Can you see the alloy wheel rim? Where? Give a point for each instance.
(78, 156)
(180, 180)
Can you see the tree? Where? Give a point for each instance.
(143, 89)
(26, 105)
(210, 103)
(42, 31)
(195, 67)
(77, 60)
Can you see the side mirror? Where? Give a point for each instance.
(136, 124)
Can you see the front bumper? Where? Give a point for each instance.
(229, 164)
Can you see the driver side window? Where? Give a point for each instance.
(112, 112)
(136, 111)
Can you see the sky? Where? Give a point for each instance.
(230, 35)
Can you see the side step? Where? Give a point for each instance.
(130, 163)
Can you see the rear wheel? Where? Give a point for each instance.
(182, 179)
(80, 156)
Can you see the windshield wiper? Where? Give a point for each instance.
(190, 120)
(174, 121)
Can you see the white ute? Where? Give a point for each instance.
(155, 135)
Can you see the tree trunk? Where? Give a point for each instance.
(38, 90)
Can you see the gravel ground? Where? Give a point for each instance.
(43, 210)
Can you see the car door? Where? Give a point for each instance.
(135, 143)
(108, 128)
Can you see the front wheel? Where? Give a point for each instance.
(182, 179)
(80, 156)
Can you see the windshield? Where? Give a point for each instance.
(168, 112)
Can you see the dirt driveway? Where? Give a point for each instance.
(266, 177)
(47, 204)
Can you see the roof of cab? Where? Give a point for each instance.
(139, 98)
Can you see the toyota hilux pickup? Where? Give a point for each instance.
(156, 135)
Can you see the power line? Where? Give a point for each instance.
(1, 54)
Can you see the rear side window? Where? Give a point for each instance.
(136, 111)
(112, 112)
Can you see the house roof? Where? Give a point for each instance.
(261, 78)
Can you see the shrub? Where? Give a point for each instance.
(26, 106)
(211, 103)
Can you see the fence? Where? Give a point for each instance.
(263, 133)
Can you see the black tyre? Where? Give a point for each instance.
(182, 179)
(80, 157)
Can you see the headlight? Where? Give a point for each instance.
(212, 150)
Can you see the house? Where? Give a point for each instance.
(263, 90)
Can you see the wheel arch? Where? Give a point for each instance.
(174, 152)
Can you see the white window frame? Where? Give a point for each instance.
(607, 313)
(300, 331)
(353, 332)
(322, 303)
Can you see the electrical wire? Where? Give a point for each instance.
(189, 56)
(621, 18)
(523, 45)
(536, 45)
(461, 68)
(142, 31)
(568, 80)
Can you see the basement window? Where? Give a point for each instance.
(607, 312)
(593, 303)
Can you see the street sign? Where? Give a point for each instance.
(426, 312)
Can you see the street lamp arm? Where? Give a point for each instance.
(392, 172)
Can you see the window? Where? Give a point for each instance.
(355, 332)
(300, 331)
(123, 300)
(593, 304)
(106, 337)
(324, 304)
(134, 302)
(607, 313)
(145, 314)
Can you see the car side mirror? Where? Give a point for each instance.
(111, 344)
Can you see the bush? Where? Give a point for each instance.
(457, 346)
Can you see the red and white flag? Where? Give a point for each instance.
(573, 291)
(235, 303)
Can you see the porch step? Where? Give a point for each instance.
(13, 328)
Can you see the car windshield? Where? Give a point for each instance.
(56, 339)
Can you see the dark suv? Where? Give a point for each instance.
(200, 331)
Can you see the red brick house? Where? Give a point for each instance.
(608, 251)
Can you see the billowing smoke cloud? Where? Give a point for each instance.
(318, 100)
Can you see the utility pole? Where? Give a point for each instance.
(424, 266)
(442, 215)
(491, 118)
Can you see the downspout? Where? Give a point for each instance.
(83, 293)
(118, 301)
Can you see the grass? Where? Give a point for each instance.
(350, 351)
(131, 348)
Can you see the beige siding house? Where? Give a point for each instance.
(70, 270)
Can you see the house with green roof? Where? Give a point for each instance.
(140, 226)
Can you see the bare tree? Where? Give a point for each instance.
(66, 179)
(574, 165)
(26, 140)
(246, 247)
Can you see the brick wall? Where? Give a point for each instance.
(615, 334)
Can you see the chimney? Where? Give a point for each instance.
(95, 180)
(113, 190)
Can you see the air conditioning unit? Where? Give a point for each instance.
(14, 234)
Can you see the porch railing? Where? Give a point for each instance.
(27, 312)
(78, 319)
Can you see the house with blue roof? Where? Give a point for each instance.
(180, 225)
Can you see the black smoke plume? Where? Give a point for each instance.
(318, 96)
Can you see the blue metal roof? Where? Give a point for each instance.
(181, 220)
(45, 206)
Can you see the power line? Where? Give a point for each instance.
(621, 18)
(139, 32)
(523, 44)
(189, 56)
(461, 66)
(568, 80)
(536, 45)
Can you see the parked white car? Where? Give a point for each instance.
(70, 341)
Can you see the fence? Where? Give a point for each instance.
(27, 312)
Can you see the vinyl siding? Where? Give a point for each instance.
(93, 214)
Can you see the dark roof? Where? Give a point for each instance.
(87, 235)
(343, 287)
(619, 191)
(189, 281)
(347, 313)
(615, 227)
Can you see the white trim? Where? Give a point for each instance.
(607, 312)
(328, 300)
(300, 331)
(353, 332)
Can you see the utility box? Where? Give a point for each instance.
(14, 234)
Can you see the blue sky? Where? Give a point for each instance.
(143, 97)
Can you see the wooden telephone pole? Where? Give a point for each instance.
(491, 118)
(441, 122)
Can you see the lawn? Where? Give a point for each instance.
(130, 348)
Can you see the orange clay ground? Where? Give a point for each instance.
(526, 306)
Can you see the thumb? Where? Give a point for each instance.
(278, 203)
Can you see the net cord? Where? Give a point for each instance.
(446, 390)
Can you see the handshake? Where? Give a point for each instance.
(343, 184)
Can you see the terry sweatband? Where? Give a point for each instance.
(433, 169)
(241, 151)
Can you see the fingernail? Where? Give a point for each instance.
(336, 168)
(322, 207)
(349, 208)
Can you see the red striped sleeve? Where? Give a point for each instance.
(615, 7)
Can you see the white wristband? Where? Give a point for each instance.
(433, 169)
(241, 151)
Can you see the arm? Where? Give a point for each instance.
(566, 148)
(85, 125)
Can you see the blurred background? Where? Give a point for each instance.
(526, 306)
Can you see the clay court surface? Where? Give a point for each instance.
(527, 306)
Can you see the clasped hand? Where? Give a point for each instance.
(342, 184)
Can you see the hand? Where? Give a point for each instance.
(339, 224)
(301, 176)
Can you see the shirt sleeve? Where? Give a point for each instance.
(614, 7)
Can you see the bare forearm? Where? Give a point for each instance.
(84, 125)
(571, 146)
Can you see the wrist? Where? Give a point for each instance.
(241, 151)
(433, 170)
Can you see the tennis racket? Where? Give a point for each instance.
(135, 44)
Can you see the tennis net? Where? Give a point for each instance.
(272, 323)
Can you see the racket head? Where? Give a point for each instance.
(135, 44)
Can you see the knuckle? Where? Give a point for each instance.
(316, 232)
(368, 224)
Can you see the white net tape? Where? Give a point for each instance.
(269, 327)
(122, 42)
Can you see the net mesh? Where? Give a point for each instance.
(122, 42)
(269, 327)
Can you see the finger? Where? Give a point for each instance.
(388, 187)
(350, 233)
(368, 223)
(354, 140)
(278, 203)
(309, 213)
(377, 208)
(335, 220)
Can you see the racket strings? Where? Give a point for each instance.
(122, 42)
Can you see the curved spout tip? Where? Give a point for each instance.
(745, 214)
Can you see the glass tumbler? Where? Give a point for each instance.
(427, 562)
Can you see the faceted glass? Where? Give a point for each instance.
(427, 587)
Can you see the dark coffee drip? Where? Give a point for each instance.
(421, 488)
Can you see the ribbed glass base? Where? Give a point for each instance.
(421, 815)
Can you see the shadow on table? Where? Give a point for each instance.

**What is asked:** Convert every line of the material above into a JSON list of strings, one string per line, leaving out blank lines.

**Task solution:**
[
  "Can you see the alloy wheel rim? Where? Give a point for each instance.",
  "(78, 156)",
  "(180, 180)",
  "Can you see the tree? Where? Give a point for each instance.",
  "(143, 89)",
  "(26, 105)",
  "(210, 103)",
  "(42, 31)",
  "(195, 67)",
  "(77, 60)",
  "Can you see the side mirror? Where? Give a point for each instance.",
  "(136, 124)",
  "Can you see the front bumper? Where? Give a point for each instance.",
  "(229, 164)",
  "Can you see the driver side window? Where? Give a point for each instance.",
  "(112, 112)",
  "(136, 111)",
  "Can you see the sky? Where? Give a point for each instance.",
  "(230, 35)",
  "Can you see the side step? Where? Give a point for each instance.",
  "(130, 163)",
  "Can you see the rear wheel? Where? Give a point for each instance.",
  "(182, 179)",
  "(80, 156)",
  "Can you see the windshield wiper? Where? Give a point for each instance.",
  "(190, 120)",
  "(174, 121)",
  "Can you see the white ute? Where? Give a point for each instance.",
  "(155, 135)",
  "Can you see the tree trunk? Where? Give a point for each instance.",
  "(38, 90)",
  "Can you see the gravel ground? Where? Give a point for each instance.",
  "(43, 210)",
  "Can you see the car door? Where? Give a point for each instance.",
  "(135, 143)",
  "(108, 128)",
  "Can you see the front wheel? Where? Give a point for each instance.",
  "(182, 179)",
  "(80, 156)",
  "Can you see the windshield? Where? Give a point for each instance.",
  "(168, 112)",
  "Can you see the dirt driveway? Where? Give a point for each instance.",
  "(266, 177)",
  "(47, 204)",
  "Can you see the roof of cab? Where? Give a point for each instance.",
  "(139, 98)",
  "Can you see the toyota hilux pickup? Where? Give a point for each instance.",
  "(156, 135)",
  "Can you see the power line? Where? Give a point for each instance.",
  "(1, 54)",
  "Can you see the rear side window? Where? Give a point for each instance.",
  "(136, 111)",
  "(112, 112)",
  "Can you see the house roof? Where? Give a point for each instance.",
  "(261, 78)",
  "Can you see the shrub? Where? Give a point for each instance.",
  "(26, 106)",
  "(211, 103)",
  "Can you see the fence? Where? Give a point for each instance.",
  "(263, 133)",
  "Can you see the black tyre? Where? Give a point for each instance.",
  "(182, 179)",
  "(80, 157)",
  "Can you see the headlight? Where? Give a point for each instance.",
  "(212, 150)",
  "Can you see the house? Where? Give a point for each instance.",
  "(263, 90)",
  "Can you see the wheel arch? Where? Give a point for each instance.",
  "(174, 152)",
  "Can you see the white window frame? Where? Give a point for each instance.",
  "(607, 313)",
  "(300, 331)",
  "(353, 332)",
  "(322, 303)",
  "Can you see the electrical wire? Where? Give a point for each instance.",
  "(189, 56)",
  "(621, 18)",
  "(523, 45)",
  "(536, 45)",
  "(461, 68)",
  "(142, 31)",
  "(568, 80)",
  "Can you see the basement window? Where? Give a point for each instance.",
  "(607, 312)",
  "(593, 303)",
  "Can you see the street sign? Where? Give a point for each instance.",
  "(426, 312)",
  "Can you see the street lamp arm? Where? Give a point for each instance.",
  "(392, 172)",
  "Can you see the window? Where? Give a point for each instance.",
  "(355, 332)",
  "(300, 331)",
  "(123, 300)",
  "(593, 304)",
  "(106, 337)",
  "(324, 304)",
  "(134, 302)",
  "(607, 313)",
  "(145, 314)",
  "Can you see the car side mirror? Where? Give a point for each instance.",
  "(111, 344)",
  "Can you see the bush? Where? Give a point for each instance.",
  "(457, 346)",
  "Can you see the red and white flag? Where? Give a point for each instance.",
  "(573, 291)",
  "(235, 303)",
  "Can you see the porch step? Where? Give a point for each instance.",
  "(13, 328)",
  "Can you see the car windshield? Where? Give a point for each instance.",
  "(56, 339)",
  "Can you see the dark suv? Where? Give a point for each instance.",
  "(200, 331)",
  "Can you see the red brick house? Where? Give a point for each instance.",
  "(608, 251)",
  "Can you see the billowing smoke cloud? Where? Give a point for each instance.",
  "(318, 100)",
  "Can you see the utility pole? Where? Give a point for each instance.",
  "(424, 266)",
  "(442, 215)",
  "(491, 118)",
  "Can you see the downspout? Where? Give a point for each instance.",
  "(83, 293)",
  "(118, 301)",
  "Can you see the grass? Where? Give a point for each instance.",
  "(350, 351)",
  "(131, 348)",
  "Can you see the beige siding house? Where? Give a point for each instance.",
  "(70, 270)",
  "Can you see the house with green roof? Where? Give a point for each instance.",
  "(140, 226)",
  "Can you see the bare tree? Where? Give a point for each instance.",
  "(66, 179)",
  "(574, 165)",
  "(26, 140)",
  "(246, 247)",
  "Can you see the brick wall? Where? Give a point for each instance.",
  "(615, 334)",
  "Can you see the chimney? Where? Give a point for each instance.",
  "(95, 180)",
  "(113, 190)",
  "Can you see the air conditioning unit? Where? Give a point for each instance.",
  "(14, 234)",
  "Can you see the porch railing? Where? Give a point for each instance.",
  "(27, 312)",
  "(78, 319)",
  "Can you see the house with blue roof? Where? Give a point for each instance.",
  "(180, 225)",
  "Can you see the black smoke plume? Where? Give a point for each instance.",
  "(318, 96)",
  "Can you see the blue metal roof? Where? Give a point for each instance.",
  "(181, 220)",
  "(45, 206)",
  "Can you see the power line? Where? Give a point for each instance.",
  "(621, 18)",
  "(139, 32)",
  "(523, 44)",
  "(189, 56)",
  "(461, 66)",
  "(568, 80)",
  "(536, 45)",
  "Can you see the parked white car? Where? Give a point for each instance.",
  "(70, 341)",
  "Can you see the fence? Where? Give a point for each instance.",
  "(27, 312)",
  "Can you see the vinyl siding? Where? Give a point for each instance.",
  "(93, 214)",
  "Can you see the dark roof? Where? Give a point for each instance.",
  "(87, 235)",
  "(343, 287)",
  "(619, 191)",
  "(189, 281)",
  "(347, 313)",
  "(615, 227)",
  "Can you see the white trim? Where? Give a point for each instance.",
  "(607, 312)",
  "(328, 300)",
  "(300, 331)",
  "(353, 332)",
  "Can you see the utility box? Where? Give a point for each instance.",
  "(14, 234)",
  "Can you see the blue sky? Where? Give a point for each instance.",
  "(143, 97)",
  "Can you see the wooden telephone pole? Where? Give a point for each instance.",
  "(491, 118)",
  "(441, 122)",
  "Can you see the lawn? Where? Give a point for each instance.",
  "(130, 348)",
  "Can you see the orange clay ground? Where? Give a point for each instance.",
  "(526, 306)",
  "Can you see the thumb? Where? Give a point for each instance.",
  "(278, 203)",
  "Can you see the net cord? Where? Give a point for each instance.",
  "(446, 390)",
  "Can you see the handshake? Where? Give a point for each instance.",
  "(343, 184)",
  "Can you see the terry sweatband? Where? Give a point for each instance.",
  "(433, 169)",
  "(241, 151)",
  "Can you see the fingernail? Where? Give a point for each instance.",
  "(336, 168)",
  "(322, 207)",
  "(349, 208)",
  "Can you see the red striped sleeve? Where? Give a point for each instance.",
  "(615, 7)",
  "Can you see the white wristband? Where? Give a point for each instance.",
  "(433, 169)",
  "(241, 151)",
  "Can you see the arm? Where? Give a point for each instance.",
  "(566, 148)",
  "(85, 125)",
  "Can you see the blurred background? Where? Give a point for each instance.",
  "(526, 306)",
  "Can you see the clay court surface? Where? Give a point for each instance.",
  "(527, 306)",
  "Can you see the clasped hand? Where? Give a point for each instance.",
  "(342, 184)",
  "Can you see the hand? Where? Give a point for each instance.",
  "(339, 224)",
  "(301, 176)",
  "Can you see the shirt sleeve? Where? Give a point for each instance.",
  "(614, 7)",
  "Can you see the bare forearm? Where? Give a point for each instance.",
  "(84, 125)",
  "(571, 146)",
  "Can you see the wrist? Where? Give a point for each instance.",
  "(241, 151)",
  "(433, 170)",
  "Can you see the tennis racket? Where? Give a point for each instance.",
  "(135, 44)",
  "Can you see the tennis net? Where? Give a point for each instance.",
  "(272, 323)",
  "Can you see the racket head? Where? Give a point for each instance.",
  "(135, 44)",
  "Can you see the knuckle? Where? Give a point for each instance.",
  "(316, 232)",
  "(368, 224)",
  "Can you see the white net tape? Where? Give a point for each instance.",
  "(269, 327)",
  "(122, 42)",
  "Can you see the net mesh? Where? Give a point for each instance.",
  "(122, 42)",
  "(269, 327)",
  "Can you see the finger? Where? Give a point for each instance.",
  "(388, 187)",
  "(350, 233)",
  "(368, 223)",
  "(354, 140)",
  "(278, 203)",
  "(309, 213)",
  "(377, 208)",
  "(335, 220)",
  "Can you see the racket strings? Where? Give a point for each instance.",
  "(122, 42)",
  "Can you see the curved spout tip? Where? Give a point for each instance.",
  "(745, 214)",
  "Can you see the glass tumbler? Where? Give a point for each instance.",
  "(427, 562)",
  "Can you see the faceted glass? Where? Give a point for each instance.",
  "(427, 587)",
  "Can you see the dark coffee drip? Where? Give a point for each instance.",
  "(421, 488)",
  "Can you see the ribbed glass base? Where? Give a point for each instance.",
  "(421, 815)",
  "Can you see the shadow on table? Where? Give a point for each instance."
]